■ **WORK REQUIRED**:
Beginning with the line where "the white tiled" appears, retype every remaining line of the data below, both the first and last included.

──────── EXERCISE INPUTS

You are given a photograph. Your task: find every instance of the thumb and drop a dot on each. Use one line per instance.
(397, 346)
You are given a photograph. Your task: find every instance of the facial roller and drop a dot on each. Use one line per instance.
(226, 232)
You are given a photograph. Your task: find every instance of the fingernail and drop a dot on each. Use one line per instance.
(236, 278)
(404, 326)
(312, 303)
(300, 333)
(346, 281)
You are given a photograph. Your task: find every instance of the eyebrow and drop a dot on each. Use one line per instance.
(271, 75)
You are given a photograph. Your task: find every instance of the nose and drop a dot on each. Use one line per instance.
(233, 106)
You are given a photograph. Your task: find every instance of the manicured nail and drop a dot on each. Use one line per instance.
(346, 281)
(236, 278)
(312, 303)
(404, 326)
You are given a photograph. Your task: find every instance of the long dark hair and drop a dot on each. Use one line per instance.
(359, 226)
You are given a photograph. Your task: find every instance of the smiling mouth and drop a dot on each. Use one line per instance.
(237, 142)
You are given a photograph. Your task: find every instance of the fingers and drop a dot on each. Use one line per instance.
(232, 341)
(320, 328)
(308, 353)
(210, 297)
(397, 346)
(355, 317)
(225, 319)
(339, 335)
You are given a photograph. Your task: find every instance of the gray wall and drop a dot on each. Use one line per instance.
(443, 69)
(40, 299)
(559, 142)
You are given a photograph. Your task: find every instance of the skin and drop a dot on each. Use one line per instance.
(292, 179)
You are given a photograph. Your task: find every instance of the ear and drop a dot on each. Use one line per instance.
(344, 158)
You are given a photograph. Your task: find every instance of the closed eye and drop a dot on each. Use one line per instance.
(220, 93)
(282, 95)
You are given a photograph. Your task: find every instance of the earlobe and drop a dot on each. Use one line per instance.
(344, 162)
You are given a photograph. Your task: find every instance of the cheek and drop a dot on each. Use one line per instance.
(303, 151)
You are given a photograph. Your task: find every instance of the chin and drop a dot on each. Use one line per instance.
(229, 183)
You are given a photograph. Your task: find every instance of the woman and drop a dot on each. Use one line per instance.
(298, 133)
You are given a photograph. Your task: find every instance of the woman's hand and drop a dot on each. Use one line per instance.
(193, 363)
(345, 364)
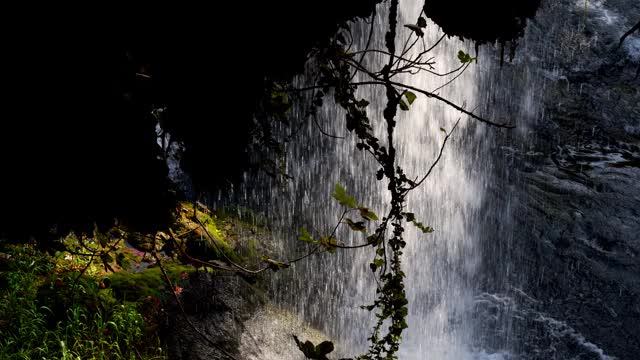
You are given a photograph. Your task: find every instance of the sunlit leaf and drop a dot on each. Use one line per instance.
(411, 97)
(355, 226)
(367, 214)
(403, 105)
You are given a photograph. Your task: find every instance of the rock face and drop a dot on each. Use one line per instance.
(575, 199)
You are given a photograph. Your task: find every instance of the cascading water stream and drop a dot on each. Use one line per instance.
(443, 268)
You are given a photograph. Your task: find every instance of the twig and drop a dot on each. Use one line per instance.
(184, 313)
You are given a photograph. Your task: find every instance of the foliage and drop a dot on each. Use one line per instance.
(91, 324)
(337, 67)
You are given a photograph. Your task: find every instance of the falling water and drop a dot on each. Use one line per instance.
(445, 273)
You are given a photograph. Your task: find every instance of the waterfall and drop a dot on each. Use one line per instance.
(448, 281)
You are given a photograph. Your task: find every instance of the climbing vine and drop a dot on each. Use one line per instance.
(337, 69)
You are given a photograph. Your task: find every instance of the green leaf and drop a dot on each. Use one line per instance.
(340, 194)
(355, 226)
(305, 236)
(367, 214)
(411, 97)
(403, 105)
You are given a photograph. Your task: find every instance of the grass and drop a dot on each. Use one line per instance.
(45, 316)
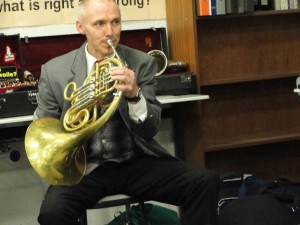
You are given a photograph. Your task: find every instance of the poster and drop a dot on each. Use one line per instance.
(23, 13)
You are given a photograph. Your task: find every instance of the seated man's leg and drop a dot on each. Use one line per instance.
(171, 181)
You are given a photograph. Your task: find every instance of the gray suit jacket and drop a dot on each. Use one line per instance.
(58, 72)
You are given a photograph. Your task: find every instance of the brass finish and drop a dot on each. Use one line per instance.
(54, 148)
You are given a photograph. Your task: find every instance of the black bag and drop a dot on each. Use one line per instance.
(249, 200)
(285, 191)
(155, 215)
(257, 210)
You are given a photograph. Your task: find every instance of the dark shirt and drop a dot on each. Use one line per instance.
(113, 142)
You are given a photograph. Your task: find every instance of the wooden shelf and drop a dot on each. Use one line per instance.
(251, 14)
(248, 64)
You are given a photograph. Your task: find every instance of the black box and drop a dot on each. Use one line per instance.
(176, 84)
(18, 103)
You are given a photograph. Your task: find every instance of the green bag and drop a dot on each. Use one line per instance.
(155, 215)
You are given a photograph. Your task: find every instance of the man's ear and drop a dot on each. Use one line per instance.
(79, 27)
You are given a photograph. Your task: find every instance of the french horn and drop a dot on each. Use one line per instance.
(55, 148)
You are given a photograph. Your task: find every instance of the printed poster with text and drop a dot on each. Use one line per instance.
(22, 13)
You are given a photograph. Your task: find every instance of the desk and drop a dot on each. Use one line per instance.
(163, 99)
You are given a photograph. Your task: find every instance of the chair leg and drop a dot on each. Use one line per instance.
(127, 214)
(143, 214)
(83, 219)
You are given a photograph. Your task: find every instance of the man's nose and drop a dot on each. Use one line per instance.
(109, 29)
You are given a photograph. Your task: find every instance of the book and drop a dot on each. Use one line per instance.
(221, 7)
(284, 4)
(213, 7)
(231, 6)
(203, 7)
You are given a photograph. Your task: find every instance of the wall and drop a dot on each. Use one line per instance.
(20, 188)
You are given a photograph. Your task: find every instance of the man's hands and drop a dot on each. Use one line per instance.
(127, 81)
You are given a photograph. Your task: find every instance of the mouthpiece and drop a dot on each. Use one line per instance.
(109, 42)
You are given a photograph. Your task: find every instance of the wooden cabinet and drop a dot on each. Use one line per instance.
(248, 65)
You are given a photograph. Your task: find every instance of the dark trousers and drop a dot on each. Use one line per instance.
(169, 181)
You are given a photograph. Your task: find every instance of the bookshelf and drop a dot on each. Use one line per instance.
(248, 64)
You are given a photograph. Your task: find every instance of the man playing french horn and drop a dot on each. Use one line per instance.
(122, 156)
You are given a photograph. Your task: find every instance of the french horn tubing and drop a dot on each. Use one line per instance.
(54, 147)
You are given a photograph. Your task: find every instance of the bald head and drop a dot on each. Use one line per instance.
(83, 4)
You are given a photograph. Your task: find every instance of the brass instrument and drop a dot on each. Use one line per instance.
(54, 148)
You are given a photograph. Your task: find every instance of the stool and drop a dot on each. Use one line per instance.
(118, 200)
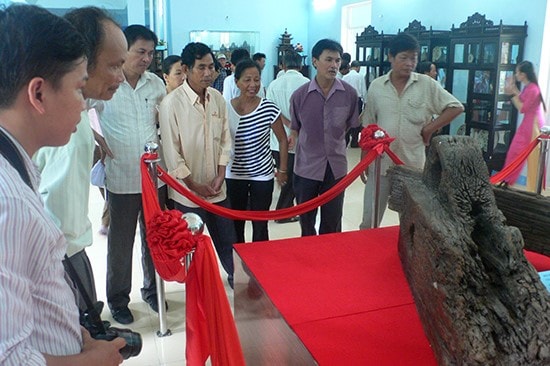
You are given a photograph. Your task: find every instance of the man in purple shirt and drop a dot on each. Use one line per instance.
(321, 112)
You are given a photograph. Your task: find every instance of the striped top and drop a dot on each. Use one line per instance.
(38, 313)
(251, 157)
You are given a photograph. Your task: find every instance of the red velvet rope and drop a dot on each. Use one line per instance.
(517, 162)
(374, 145)
(207, 308)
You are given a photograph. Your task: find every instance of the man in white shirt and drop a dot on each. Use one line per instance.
(65, 170)
(279, 92)
(129, 121)
(402, 103)
(197, 146)
(40, 105)
(358, 82)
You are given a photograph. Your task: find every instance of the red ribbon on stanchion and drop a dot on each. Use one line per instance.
(375, 147)
(517, 162)
(375, 138)
(209, 324)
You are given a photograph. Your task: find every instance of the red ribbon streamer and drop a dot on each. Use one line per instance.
(210, 327)
(517, 162)
(381, 146)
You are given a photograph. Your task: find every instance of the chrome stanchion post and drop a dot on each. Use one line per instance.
(196, 226)
(377, 172)
(152, 148)
(543, 158)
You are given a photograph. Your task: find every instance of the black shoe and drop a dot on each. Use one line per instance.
(122, 315)
(153, 303)
(286, 221)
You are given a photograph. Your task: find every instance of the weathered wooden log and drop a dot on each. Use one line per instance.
(479, 299)
(530, 213)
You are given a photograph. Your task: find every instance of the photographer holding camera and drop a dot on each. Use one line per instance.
(42, 75)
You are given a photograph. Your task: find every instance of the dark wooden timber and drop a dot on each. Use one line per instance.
(479, 300)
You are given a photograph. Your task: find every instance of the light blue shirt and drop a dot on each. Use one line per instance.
(129, 121)
(65, 185)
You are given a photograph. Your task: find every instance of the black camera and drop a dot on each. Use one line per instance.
(99, 329)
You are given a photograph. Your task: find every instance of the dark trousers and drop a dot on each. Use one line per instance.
(286, 197)
(83, 268)
(258, 195)
(221, 231)
(125, 210)
(331, 212)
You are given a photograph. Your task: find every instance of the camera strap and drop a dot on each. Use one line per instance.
(90, 307)
(12, 155)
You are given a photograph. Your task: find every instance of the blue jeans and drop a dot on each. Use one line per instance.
(258, 195)
(331, 212)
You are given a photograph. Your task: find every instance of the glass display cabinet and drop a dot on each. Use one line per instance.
(483, 56)
(434, 47)
(373, 53)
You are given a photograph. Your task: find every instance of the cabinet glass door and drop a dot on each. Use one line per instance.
(460, 85)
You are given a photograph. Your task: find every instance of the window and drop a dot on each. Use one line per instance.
(355, 18)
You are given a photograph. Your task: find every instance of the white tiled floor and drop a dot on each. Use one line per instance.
(170, 350)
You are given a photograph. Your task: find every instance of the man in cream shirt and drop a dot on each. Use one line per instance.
(197, 145)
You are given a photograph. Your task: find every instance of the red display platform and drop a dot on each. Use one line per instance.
(330, 300)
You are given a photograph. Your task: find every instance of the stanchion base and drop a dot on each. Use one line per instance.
(166, 334)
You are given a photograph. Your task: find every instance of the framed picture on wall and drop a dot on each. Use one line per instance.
(424, 53)
(439, 54)
(489, 52)
(225, 41)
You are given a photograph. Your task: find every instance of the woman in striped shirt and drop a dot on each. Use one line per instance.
(250, 173)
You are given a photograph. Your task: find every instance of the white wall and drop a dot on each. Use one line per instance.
(270, 18)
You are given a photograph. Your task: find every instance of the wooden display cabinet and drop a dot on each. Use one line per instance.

────────────────

■ **SOLVED EXERCISE**:
You are given a photograph. Your task: find every instance of the white tiled floor and drop a dot on each. Use one line per instance.
(170, 350)
You are given a photograph. Your task: find every instance of the man in cream shirt and drop a dot on each. Use one line per instance.
(197, 145)
You are given a photograph. Your task: find every instance of the red display platform and drop a dot on each. Use one line per instance.
(330, 300)
You are given a photograph. Your task: find every instance of the stanchion base and drop a dot on each. Use one line per instance.
(166, 334)
You are given a photograph. Your task: find every instance of the framed picture on wall and drop a dot on each. Use one line per instance.
(424, 53)
(439, 54)
(489, 52)
(225, 41)
You are given a photograph. Your task: find every instance of the woman in striped shirt and drop a dot on each. Use one line per instance.
(250, 173)
You are given a photograph. Your task: find every instance of the white wall and drop a dot on each. Use one line per instance.
(270, 18)
You are given a photograph. Your task: find every instance of the wooden display cabinet and drop a dot on each. Use one line per instance.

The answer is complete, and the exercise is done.